Dataset:
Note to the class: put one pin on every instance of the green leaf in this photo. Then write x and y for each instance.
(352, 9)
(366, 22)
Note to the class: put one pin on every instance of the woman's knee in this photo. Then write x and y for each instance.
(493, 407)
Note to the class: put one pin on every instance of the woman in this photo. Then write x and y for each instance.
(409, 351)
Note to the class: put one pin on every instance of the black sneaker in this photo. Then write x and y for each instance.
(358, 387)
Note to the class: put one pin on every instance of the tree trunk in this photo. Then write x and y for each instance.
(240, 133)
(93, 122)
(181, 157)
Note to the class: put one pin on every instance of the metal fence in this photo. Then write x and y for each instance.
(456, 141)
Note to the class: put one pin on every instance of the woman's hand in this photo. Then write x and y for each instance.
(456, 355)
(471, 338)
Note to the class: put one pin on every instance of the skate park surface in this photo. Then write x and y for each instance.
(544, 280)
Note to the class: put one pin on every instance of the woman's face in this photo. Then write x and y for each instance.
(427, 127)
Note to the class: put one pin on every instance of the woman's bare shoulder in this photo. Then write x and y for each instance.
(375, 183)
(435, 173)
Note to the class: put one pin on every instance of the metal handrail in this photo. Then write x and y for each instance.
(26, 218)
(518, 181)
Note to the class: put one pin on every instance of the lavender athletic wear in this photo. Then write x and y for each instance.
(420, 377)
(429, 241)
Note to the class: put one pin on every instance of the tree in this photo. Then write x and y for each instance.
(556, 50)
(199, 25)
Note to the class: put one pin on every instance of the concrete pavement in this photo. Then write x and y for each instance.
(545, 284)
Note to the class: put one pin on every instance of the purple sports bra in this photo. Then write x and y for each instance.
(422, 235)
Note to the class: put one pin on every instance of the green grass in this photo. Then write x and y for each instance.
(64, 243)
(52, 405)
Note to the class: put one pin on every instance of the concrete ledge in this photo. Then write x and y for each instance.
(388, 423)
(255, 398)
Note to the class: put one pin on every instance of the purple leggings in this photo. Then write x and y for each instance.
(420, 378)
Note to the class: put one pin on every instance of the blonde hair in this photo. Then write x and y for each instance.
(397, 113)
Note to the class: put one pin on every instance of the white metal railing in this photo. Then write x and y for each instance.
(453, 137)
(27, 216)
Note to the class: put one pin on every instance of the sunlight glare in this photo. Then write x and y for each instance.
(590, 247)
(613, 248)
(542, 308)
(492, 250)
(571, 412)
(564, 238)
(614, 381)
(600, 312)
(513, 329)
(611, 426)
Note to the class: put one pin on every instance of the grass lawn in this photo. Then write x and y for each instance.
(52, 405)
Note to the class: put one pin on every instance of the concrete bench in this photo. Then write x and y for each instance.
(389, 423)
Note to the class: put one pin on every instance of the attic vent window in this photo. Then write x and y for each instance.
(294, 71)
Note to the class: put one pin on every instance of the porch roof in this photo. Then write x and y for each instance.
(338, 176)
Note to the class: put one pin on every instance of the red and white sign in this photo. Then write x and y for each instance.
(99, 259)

Set problem: Rewrite all of the lines above, putting "Reminder for the group" wherever "Note to the class" appears and changing nothing else.

Full output:
Reminder for the group: put one pin on every instance of the green leaf in this photo. Then write x and y for each instance.
(352, 9)
(366, 22)
Reminder for the group: put one pin on every instance of the woman's knee in this photo. Then write x and y for each instance.
(493, 407)
Reminder for the group: put one pin on every instance of the woman in this photo. Then write x and y for each instance.
(409, 351)
Reminder for the group: put one pin on every instance of the black sneaker in this photo. Then write x and y for each instance.
(358, 387)
Reminder for the group: put one pin on every instance of the tree trunk in this photo. Then write x and y for each instance.
(240, 133)
(93, 122)
(181, 157)
Reminder for the group: put one pin on every instance of the metal fence in this photo. Then write x and y for each instance.
(456, 141)
Reminder for the group: put one pin on every instance of the woman's hand in this photo. Then write x and y for each instance.
(456, 355)
(471, 338)
Reminder for the group: put one pin on every instance of the skate park surface in this photo. Then write x and y for each instance.
(544, 280)
Reminder for the group: put one pin on every instance of the woman's face in this photo. Then write x and y for each instance.
(427, 127)
Reminder for the group: put one pin on every instance of the woman's bare shoulder in this photo. Then write x and y for each instance.
(375, 183)
(435, 173)
Reminder for the group: put one pin on every instance of the metal handrail in this photo. Then write x and y for each instance.
(26, 218)
(518, 181)
Reminder for the group: put one pin on every instance of the lavender athletic wear in this photo. Then write x and y for each instance.
(420, 377)
(429, 241)
Reminder for the group: put one pin on every instance of the tree in this photo. Then write x and y for each instance.
(556, 50)
(199, 25)
Reminder for the group: put one pin on every instance of the concrete pavement in this photo. Then write x and y for each instance.
(545, 284)
Reminder for the group: put one pin on every instance of the purple sports bra in this photo. Then write x and y for each instance.
(422, 235)
Reminder for the group: put one pin on every instance of the green grass in this photo. Then write x and y for each instance.
(64, 243)
(52, 405)
Reminder for the group: put one pin on every instance of the concrete ledge in this photo. Then write x and y for each instance.
(388, 423)
(255, 398)
Reminder for the group: put one pin on every instance of the purple leggings in this photo. Then write x and y for each instance.
(420, 378)
Reminder for the group: put one pin on every instance of the blonde hair in this photo. Then write x and y for each instance.
(397, 113)
Reminder for the group: put one pin on every instance of the white metal railing in this photo. Then write x and y for each instance.
(453, 137)
(27, 216)
Reminder for the group: put one pin on every instance of the sunlight glare in this photo. Then write x and y for each instance.
(590, 247)
(613, 248)
(542, 308)
(492, 250)
(571, 412)
(564, 238)
(614, 381)
(600, 312)
(513, 329)
(611, 426)
Reminder for the group: put one pin on every instance of the grass lawn in this photo. Then write x and y for each instance.
(52, 405)
Reminder for the group: put one pin on every instance of the concrete bench in this photo. Then write x and y for each instance.
(389, 423)
Reminder for the group: put one pin on every instance of the attic vent window in this photo. Then write x and y for each instance.
(294, 71)
Reminder for the group: put one pin on every instance of the porch roof in this photo. Then write x and y for each instance.
(338, 176)
Reminder for the group: put one pin on every instance of the red and white sign in this photo. Then write x and y for each instance.
(99, 259)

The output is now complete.